Aim of the task
Copy out every line in the records below that contains the word "when". Matching is case-sensitive.

Records for this exercise

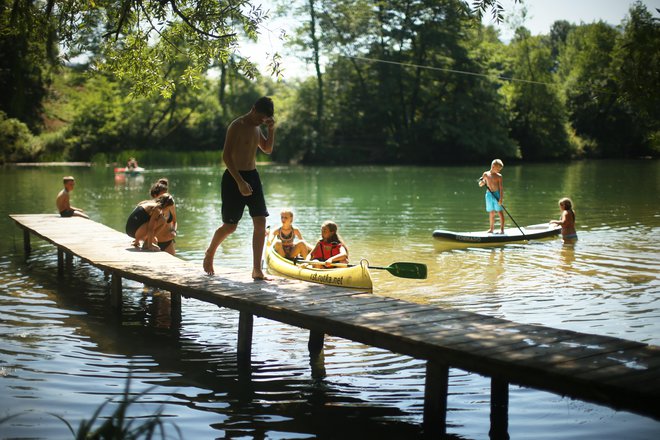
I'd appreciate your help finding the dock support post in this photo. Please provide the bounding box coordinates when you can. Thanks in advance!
[488,377,509,440]
[423,361,449,438]
[237,312,254,370]
[110,272,122,310]
[23,229,32,257]
[170,292,181,328]
[307,330,325,355]
[307,330,326,379]
[57,247,64,277]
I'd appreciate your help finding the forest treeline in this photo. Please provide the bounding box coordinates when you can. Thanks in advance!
[0,0,660,165]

Written response
I'd appreciate your help finding the dock support post in this photo. Please provide the bounding box coordinates when you can. Thanks in advance!
I'd appreciate your help finding the forest treeline in this photo. Please provide the bounding box coordinates when you can. Thanks in advance!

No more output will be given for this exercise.